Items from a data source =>
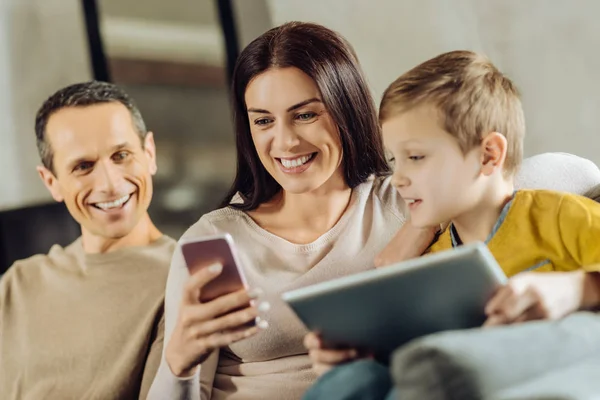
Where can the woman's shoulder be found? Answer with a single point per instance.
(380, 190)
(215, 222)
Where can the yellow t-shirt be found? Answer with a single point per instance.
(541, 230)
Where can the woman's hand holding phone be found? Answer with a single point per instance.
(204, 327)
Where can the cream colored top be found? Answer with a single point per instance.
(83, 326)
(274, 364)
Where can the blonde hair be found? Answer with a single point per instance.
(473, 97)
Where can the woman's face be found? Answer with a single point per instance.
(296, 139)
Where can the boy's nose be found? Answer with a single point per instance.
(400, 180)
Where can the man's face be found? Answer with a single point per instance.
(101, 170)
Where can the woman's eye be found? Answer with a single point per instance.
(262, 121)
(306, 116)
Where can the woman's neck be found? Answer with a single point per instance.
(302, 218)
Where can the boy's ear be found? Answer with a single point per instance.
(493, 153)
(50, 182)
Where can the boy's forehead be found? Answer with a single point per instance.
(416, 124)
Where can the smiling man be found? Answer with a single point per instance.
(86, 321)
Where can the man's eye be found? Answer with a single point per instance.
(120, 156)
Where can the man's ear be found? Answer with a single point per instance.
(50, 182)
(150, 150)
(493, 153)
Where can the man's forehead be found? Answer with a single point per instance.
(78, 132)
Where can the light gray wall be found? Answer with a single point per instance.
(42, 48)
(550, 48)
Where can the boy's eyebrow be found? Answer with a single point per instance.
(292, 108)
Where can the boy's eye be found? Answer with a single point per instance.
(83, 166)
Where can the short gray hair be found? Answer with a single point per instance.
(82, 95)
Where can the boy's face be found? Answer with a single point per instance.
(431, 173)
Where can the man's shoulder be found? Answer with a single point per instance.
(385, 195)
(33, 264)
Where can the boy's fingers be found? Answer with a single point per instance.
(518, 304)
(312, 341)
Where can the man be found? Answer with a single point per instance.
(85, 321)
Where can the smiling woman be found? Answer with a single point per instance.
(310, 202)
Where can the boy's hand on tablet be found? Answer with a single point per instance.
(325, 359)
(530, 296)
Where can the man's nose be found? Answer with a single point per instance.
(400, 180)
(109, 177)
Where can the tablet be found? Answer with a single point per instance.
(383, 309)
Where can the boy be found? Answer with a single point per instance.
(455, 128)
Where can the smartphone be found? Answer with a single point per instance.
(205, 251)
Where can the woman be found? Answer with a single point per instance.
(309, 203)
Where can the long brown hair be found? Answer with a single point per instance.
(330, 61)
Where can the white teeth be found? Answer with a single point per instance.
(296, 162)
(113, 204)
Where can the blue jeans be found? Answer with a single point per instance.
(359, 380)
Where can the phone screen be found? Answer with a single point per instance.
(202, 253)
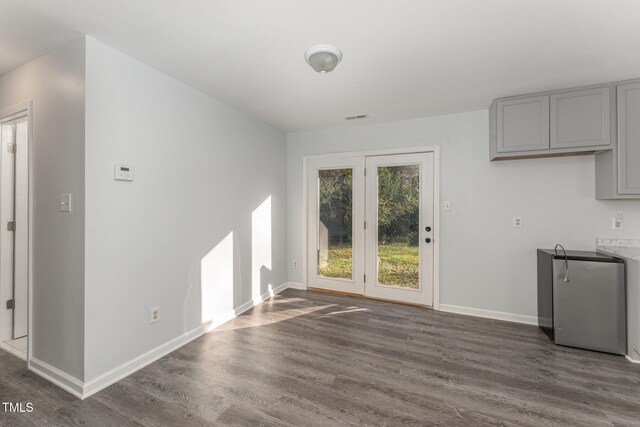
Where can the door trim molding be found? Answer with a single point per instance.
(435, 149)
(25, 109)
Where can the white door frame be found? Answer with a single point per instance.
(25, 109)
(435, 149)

Set problem =>
Please reproduce every entry above line for line, leaving out the pictures.

Complete answer =>
Where can the woman's shoulder be found? Answer with a single point per instance.
(380, 190)
(215, 222)
Where can the yellow t-shirt be found? Answer with a single point per instance.
(541, 230)
Where can the woman's hand holding phone be found? Answer with a single point per instance.
(204, 327)
Where can the cream colored top be found? Answer with a single point per instance.
(83, 326)
(274, 364)
Where can the blonde hair be found? Answer with a single point per instance.
(473, 97)
Where can the woman's face be found? Answer with a single point per instance.
(296, 139)
Where can the boy's nose be found? Answer with a single point per instance.
(400, 180)
Where can the man's face be found? Answer with a single point per instance.
(101, 170)
Where can the woman's eye be found? Answer with a single point per instance.
(262, 121)
(306, 116)
Where can the woman's neck be found? Answer with a single point per instance.
(302, 218)
Where can the boy's ear be found? Answer with a single point per instance.
(493, 153)
(50, 182)
Where can the boy's forehead be found? Answer with a single point per instance.
(416, 124)
Where can the smiling man be found? Answer with a single point per instance.
(86, 321)
Where can the man's eye be found? Answer with a single point per instance.
(120, 156)
Where can the man's ear be found? Answer with a single point per instance.
(50, 182)
(150, 150)
(493, 153)
Where can the man's forehead be found? Answer with a single point per instance.
(78, 132)
Where can the light gray wall be found? Answer with a single point per instance.
(42, 48)
(550, 48)
Where can the boy's eyebrow be found? Answer with a single point per instance.
(292, 108)
Where can the boy's eye be found? Answer with a single point per instance.
(83, 166)
Where can the short gray hair be found? Answer with a single point per instance.
(82, 95)
Where can the boy's face be found? Answer with a single point per instance.
(431, 173)
Where can the man's shoulder be found? Answer with a single point per instance.
(385, 195)
(33, 264)
Where can the boy's fingers be found? Answer with a single point per instance.
(518, 304)
(312, 341)
Where can the man be found? Answer with a single point per instance.
(85, 321)
Where can the smiling woman be found? Answer with a single point per instance.
(310, 202)
Where can the boy's hand on tablet be found? Answer with a single point per instance.
(325, 359)
(530, 296)
Where can the man's nose be found? Answer with a single point per instance.
(400, 180)
(109, 177)
Where can the tablet be found? Answer with a single point per instance.
(383, 309)
Where can the boy be found? Answer with a single point per instance.
(455, 128)
Where can the smartphone be found? Answer with a single point per instance.
(205, 251)
Where can the woman be found? Answer with a single point per instance.
(309, 203)
Where can the long brown hair be found? Answer with a single point per instance.
(330, 61)
Where can the white teeth be found? Answer with a single point per instance.
(296, 162)
(113, 204)
Where can the blue jeans be found? Answer with a single point per instance.
(359, 380)
Where can the phone screen be found? Answer with a single point per instance.
(202, 253)
Where can the door trim molding be found? Answer with a single point per instance.
(435, 149)
(25, 109)
Where can the white door frame be found? Answer with a single point per instance.
(25, 109)
(435, 149)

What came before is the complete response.